**INSTRUCTIONS FOR THE TASK:** Can you rewrite all the rows below as a numbered list, skipping any blank lines? Leave the pictures out of your answer.

## Begin ENTRIES

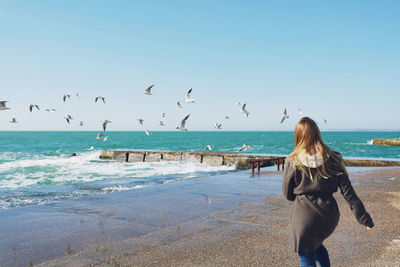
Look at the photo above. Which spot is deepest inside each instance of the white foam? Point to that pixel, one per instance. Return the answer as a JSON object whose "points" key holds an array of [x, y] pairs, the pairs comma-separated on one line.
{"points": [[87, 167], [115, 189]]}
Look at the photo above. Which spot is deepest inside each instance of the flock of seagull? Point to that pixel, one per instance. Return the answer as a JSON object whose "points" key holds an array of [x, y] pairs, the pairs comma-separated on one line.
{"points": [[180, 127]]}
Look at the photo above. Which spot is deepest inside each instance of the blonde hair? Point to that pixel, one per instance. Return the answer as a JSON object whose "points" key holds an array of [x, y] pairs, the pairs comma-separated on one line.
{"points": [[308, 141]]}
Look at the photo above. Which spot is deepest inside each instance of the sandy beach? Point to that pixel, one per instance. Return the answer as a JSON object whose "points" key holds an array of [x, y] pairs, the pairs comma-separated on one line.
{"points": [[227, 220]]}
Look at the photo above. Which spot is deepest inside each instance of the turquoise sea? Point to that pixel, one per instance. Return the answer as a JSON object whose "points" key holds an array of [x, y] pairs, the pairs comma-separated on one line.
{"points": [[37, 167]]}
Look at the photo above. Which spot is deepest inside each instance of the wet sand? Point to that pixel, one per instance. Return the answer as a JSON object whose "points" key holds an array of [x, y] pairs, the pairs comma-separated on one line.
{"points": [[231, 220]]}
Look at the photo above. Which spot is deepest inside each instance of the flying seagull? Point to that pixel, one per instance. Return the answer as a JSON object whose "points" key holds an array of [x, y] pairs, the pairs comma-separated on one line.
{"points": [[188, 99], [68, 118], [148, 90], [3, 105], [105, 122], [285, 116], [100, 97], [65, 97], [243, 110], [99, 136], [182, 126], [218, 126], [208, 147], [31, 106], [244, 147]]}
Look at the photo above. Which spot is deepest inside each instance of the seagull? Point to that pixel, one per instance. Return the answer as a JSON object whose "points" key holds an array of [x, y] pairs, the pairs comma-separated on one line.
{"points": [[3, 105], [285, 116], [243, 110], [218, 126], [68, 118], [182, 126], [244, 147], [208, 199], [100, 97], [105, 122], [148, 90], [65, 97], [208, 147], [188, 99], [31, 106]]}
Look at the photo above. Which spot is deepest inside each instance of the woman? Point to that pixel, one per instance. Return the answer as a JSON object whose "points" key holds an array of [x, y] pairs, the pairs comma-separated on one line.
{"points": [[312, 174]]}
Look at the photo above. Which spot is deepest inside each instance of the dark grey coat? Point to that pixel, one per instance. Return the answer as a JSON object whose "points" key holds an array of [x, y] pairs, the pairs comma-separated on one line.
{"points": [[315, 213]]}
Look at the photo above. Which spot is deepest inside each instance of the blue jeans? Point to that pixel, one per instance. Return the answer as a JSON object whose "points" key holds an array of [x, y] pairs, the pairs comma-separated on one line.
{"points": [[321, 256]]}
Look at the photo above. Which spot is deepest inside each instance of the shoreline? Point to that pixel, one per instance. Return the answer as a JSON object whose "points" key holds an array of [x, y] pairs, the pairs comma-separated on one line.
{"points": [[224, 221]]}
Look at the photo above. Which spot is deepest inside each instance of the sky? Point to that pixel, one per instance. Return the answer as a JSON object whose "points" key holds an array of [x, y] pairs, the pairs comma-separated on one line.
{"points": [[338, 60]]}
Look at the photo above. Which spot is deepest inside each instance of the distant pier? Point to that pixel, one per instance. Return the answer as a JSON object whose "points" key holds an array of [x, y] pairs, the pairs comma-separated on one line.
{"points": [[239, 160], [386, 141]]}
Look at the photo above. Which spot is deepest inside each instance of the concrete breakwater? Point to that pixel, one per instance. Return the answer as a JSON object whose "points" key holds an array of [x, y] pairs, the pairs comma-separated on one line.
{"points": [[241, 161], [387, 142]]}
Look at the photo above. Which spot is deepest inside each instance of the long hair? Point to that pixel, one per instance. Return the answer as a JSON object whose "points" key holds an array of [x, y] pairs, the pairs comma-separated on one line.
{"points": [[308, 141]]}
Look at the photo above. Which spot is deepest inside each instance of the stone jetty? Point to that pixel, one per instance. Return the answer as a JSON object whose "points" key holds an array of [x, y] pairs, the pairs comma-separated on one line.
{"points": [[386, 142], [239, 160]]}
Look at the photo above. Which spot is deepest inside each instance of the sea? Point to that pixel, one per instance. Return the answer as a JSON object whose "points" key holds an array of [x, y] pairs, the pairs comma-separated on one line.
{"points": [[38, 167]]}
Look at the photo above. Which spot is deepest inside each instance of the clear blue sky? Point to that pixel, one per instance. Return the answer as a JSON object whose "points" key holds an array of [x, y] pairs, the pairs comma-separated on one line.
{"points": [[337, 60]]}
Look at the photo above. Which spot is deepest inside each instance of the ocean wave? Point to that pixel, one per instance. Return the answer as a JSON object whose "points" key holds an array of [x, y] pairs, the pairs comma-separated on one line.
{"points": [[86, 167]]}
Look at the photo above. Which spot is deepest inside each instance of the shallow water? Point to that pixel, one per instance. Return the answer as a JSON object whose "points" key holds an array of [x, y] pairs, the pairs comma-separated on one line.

## End ENTRIES

**FULL RESPONSE:**
1. Look at the photo above. Which spot is deepest inside each instance of the white foam? Point to that pixel, one per instance. Return the answer as a JSON object whose "points" key holds an array of [x, y] pairs, the pairs comma-separated on one line.
2. {"points": [[87, 167], [115, 189]]}
3. Look at the photo above. Which spot is deepest inside each instance of the flock of seagull? Point to that pixel, one per instance. Return the answer as a JSON object whose "points" key holds an array of [x, y] pairs, the pairs comma-separated on one line.
4. {"points": [[180, 127]]}
5. Look at the photo above. Which spot is deepest inside each instance of the blonde hair? Point to that pixel, one per instance. Return the answer as a JSON object whose "points" key holds an array of [x, y] pairs, the pairs comma-separated on one line.
6. {"points": [[308, 141]]}
7. Look at the photo above. Which spot is deepest inside each instance of the sandy beach? Point to that pixel, one per instance. Return the answer as a JSON object whose "points" key holds an array of [x, y] pairs, the pairs comma-separated on one line.
8. {"points": [[227, 220]]}
9. Look at the photo above. Which spot is deepest inside each instance of the turquoise sea? Point to that pixel, one per instance. Return the answer as a JSON object whose "points" key holds an array of [x, y] pairs, the pairs comma-separated on one line.
10. {"points": [[37, 167]]}
11. Look at the photo above. Which spot is deepest inside each instance of the wet sand? Point to that pixel, one per instance. Return the answer as a JSON object whose "points" key holds an array of [x, y] pairs, the pairs comma-separated on one line.
12. {"points": [[231, 220]]}
13. Look at the photo above. Which spot is deepest inside each instance of the flying seagull? Point to that pixel, one per instance. Return the answer as a JSON object whose "points" key holds an array of [x, y] pairs, the pairs comma-separated on one line.
14. {"points": [[188, 99], [68, 118], [148, 90], [3, 105], [105, 122], [285, 116], [100, 97], [65, 97], [243, 110], [99, 136], [182, 126], [218, 126], [208, 147], [31, 106], [244, 147]]}
15. Look at the photo above. Which spot is deepest inside each instance of the seagull? Point to that pixel, one per instance. Return the answer as a JSON object whose "points" key holds an array of [x, y] pairs, the pairs comma-separated on one line.
16. {"points": [[3, 105], [285, 116], [243, 110], [218, 126], [68, 118], [182, 126], [244, 147], [208, 199], [100, 97], [105, 122], [148, 90], [65, 97], [208, 147], [188, 99], [31, 106]]}
17. Look at the photo above. Which spot is deepest inside each instance of the woman? Point to that pixel, one per instance. Return the answer as a JSON object whose "points" key holds an array of [x, y] pairs, the pairs comma-separated on one line.
18. {"points": [[312, 174]]}
19. Look at the photo above. Which spot is deepest inside each instance of the dark grey coat? Point to that pixel, one per instance. Return the answer as a JSON object whose "points" key holds an array of [x, y] pairs, the pairs comma-separated on one line.
20. {"points": [[315, 213]]}
21. Look at the photo above. Which spot is deepest inside each instance of the blue jeans? Point to that pixel, one per instance. Return the answer as a JSON object whose "points" key holds an array of [x, y] pairs, the pairs comma-separated on one line.
22. {"points": [[321, 256]]}
23. Look at the photo above. Which spot is deepest inside each instance of the shoreline? Point to that pixel, one per instance. Return the answer as a JSON object whose "points" key holds an array of [x, y] pairs, the pairs comma-separated on one line.
24. {"points": [[224, 221]]}
25. Look at the photo above. Which spot is deepest inside each instance of the sky? Point to that pixel, one per instance. Return the answer as a JSON object whose "points" key holds an array of [x, y] pairs, the pairs comma-separated on one line.
26. {"points": [[338, 60]]}
27. Look at the photo above. Which spot is deepest inside each instance of the distant pier? Point to that pixel, one per instance. Return the answer as a JSON object whose "points" key holds an array of [x, y] pairs, the pairs comma-separated on one line.
28. {"points": [[239, 160], [386, 141]]}
29. Look at the photo above. Which spot is deepest inside each instance of the concrete breakwater? Point to that pixel, one per instance. Return the answer as a JSON object whose "points" key holds an array of [x, y] pairs, the pairs comma-separated on one line.
30. {"points": [[241, 161], [387, 142]]}
31. Look at the photo above. Which spot is deepest inside each instance of the long hair? Point to that pixel, one per instance. Return the answer as a JSON object whose "points" key holds an array of [x, y] pairs, the pairs comma-separated on one line.
32. {"points": [[308, 141]]}
33. Look at the photo above. Which spot is deepest inside each instance of the stone jetty? Point to that pixel, one per instance. Return the answer as a JSON object whose "points" key holds an array of [x, y] pairs, the pairs comma-separated on one line.
34. {"points": [[386, 142], [239, 160]]}
35. Look at the photo above. Which spot is deepest inside each instance of the sea? Point to that pixel, one per instance. Return the answer as a JSON object whose "points" key holds an array of [x, y] pairs, the pairs comma-separated on one line.
36. {"points": [[38, 167]]}
37. Look at the photo above. Which spot is deepest inside each instance of the clear blue sky? Point to that pixel, one per instance. Return the answer as a JSON object whose "points" key holds an array of [x, y] pairs, the pairs comma-separated on one line.
38. {"points": [[337, 60]]}
39. Look at the photo above. Which spot is deepest inside each instance of the ocean wave? Point to that pixel, one per instance. Return the answer as a JSON object whose "points" key holds an array of [x, y] pairs, the pairs comma-separated on one line.
40. {"points": [[86, 167]]}
41. Look at the photo above. Which spot is deepest inside each instance of the shallow water? Point to that pixel, one per instance. Return the answer as a JSON object whose "points" key holds an array of [x, y] pairs, the pairs comma-separated on one line.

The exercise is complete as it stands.